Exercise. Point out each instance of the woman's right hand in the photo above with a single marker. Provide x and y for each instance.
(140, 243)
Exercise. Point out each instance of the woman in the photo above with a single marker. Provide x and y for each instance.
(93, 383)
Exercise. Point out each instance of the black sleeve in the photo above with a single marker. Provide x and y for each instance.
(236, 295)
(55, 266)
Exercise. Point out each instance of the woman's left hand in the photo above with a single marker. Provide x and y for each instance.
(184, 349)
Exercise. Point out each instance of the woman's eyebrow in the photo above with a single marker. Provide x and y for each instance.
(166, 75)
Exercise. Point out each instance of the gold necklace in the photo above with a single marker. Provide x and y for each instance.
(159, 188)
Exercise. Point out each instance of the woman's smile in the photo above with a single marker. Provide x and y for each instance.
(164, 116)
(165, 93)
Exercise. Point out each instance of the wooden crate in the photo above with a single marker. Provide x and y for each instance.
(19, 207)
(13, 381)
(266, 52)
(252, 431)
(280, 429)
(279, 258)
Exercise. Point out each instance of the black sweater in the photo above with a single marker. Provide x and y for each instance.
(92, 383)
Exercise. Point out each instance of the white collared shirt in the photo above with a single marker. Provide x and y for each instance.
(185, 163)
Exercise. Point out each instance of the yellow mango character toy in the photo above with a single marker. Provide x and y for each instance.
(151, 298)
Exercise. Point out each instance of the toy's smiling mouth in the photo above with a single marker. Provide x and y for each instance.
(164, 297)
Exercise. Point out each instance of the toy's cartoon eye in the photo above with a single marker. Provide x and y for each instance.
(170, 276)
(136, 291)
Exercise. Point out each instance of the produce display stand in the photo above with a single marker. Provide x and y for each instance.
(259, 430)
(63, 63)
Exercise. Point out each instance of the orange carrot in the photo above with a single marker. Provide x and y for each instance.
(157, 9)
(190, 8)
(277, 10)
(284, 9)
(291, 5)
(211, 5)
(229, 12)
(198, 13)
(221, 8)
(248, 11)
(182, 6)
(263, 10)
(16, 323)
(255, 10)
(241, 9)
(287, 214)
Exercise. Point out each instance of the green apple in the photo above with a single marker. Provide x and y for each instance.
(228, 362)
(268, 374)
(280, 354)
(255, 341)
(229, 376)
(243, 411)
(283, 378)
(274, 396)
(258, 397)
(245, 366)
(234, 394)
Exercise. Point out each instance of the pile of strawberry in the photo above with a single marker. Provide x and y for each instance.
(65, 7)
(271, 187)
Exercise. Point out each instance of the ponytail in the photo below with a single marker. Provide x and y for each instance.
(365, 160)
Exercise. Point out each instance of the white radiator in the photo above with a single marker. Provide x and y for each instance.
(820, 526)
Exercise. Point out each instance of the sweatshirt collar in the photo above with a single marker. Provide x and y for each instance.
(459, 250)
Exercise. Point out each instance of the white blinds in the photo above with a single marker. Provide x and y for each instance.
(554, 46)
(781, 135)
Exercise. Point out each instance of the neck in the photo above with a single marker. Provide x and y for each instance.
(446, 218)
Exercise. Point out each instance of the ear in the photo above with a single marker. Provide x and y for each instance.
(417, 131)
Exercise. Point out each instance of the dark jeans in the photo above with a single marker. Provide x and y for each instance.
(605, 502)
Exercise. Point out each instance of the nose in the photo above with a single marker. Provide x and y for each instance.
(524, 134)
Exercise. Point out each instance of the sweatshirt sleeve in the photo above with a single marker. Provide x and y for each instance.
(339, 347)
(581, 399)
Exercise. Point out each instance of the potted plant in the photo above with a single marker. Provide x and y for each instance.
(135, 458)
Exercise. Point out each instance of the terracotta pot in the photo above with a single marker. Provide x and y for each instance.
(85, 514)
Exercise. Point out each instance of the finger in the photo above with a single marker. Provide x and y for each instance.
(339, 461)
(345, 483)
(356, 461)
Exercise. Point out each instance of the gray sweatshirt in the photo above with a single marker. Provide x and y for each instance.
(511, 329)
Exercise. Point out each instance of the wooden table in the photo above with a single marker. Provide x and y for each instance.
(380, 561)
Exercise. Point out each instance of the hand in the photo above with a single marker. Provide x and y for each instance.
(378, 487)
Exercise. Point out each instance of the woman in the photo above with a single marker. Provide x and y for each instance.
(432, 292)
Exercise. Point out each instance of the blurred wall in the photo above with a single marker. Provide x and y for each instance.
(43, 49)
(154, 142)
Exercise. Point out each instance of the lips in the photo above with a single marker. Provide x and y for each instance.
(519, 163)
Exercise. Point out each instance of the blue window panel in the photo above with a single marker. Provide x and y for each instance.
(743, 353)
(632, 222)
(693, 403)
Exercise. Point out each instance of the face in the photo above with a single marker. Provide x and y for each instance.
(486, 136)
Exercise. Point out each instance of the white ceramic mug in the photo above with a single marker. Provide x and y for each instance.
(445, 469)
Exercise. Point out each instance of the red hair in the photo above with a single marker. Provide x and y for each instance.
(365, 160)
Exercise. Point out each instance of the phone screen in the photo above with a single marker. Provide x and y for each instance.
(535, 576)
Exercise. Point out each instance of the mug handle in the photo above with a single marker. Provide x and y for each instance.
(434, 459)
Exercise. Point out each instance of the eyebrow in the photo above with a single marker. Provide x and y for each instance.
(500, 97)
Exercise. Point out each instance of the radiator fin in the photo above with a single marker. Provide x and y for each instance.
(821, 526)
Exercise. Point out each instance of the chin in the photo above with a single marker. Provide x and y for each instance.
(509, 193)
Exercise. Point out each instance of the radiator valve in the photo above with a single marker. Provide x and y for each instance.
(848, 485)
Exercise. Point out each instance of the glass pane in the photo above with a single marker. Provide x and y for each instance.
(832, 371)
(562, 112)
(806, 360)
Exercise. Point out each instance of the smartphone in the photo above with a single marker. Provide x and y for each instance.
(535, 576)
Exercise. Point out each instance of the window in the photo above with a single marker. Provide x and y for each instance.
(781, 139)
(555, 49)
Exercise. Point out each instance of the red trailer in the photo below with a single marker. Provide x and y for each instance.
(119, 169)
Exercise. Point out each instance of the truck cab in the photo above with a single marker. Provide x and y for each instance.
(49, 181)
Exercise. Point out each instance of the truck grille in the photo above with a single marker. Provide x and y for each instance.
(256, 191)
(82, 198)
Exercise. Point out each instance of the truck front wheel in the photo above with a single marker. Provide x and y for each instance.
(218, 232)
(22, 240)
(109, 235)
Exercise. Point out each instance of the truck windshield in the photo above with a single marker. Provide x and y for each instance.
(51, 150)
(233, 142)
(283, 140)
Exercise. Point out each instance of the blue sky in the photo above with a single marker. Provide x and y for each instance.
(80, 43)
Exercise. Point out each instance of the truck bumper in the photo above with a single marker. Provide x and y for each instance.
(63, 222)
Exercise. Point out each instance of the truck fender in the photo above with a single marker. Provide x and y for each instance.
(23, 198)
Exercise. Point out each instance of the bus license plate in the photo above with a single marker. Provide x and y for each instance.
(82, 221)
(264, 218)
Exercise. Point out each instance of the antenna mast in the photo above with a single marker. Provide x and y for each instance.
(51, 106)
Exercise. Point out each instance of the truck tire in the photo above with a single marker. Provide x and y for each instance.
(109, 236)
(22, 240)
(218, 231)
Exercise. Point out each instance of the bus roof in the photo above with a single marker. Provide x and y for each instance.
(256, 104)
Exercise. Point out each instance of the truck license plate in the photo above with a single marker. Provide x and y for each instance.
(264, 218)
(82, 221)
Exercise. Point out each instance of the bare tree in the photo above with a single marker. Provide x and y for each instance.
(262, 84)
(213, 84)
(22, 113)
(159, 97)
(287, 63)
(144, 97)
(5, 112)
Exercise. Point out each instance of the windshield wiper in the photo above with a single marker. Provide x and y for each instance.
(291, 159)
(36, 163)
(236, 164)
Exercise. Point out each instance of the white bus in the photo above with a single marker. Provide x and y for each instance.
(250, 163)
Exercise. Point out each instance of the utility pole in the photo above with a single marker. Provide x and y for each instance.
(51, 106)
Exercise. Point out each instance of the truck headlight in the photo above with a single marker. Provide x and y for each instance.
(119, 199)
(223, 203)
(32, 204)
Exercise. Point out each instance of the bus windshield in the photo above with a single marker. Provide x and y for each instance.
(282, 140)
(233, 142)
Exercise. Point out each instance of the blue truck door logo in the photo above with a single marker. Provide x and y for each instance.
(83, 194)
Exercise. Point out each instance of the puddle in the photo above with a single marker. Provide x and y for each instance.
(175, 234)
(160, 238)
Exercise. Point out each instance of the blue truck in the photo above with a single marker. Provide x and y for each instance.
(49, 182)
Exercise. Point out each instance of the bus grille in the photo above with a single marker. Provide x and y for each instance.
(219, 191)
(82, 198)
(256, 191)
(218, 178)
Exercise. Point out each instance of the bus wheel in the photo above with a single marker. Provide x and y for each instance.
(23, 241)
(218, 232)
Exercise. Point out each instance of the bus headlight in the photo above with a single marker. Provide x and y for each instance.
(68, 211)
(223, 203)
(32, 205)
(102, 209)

◆ Given exercise
Transcribe exactly the line containing "Exercise. Point out each instance of the windshield" and all remaining lines of the material, ending with the last one.

◆ Finished exercise
Exercise. Point out each instance of the windshield wiper in the photo above with a single marker. Provide x and y for each instance.
(291, 159)
(36, 163)
(236, 164)
Exercise. Point out each instance of the white bus in the photo above with a single marker. Provide x and y for each instance.
(250, 163)
Exercise. Point out each instance of the utility pole in the photo above with a single marker. Provide x and y for each instance.
(51, 106)
Exercise. Point out each instance of the truck headlight in the photo above with a single marker. Provide x and y for each instance.
(119, 199)
(223, 203)
(32, 204)
Exercise. Point out each instance of the bus windshield in the photo above with a single marker. Provide x and y for each instance.
(282, 140)
(233, 142)
Exercise. Point out each instance of the blue truck door logo in the photo above with a single marker. Provide x and y for each instance.
(83, 194)
Exercise. Point out each instance of the puddle in the photo above with a single marker. Provide x and y for each instance.
(175, 234)
(160, 238)
Exercise. Point out each instance of the blue truck in the photo above with a single marker. Provide x and y for each instance.
(49, 182)
Exercise. Point out each instance of the bus grille in the photo above with a single marker. Provide x and y for each instance.
(219, 191)
(82, 198)
(256, 191)
(218, 178)
Exercise. Point out each instance of the bus wheel in the photo above with a single marker. Provide x and y for each instance.
(23, 241)
(218, 232)
Exercise. Point out each instance of the bus headlight in the photo above with a single marker. Provide x and y for each instance.
(68, 211)
(223, 203)
(32, 205)
(102, 209)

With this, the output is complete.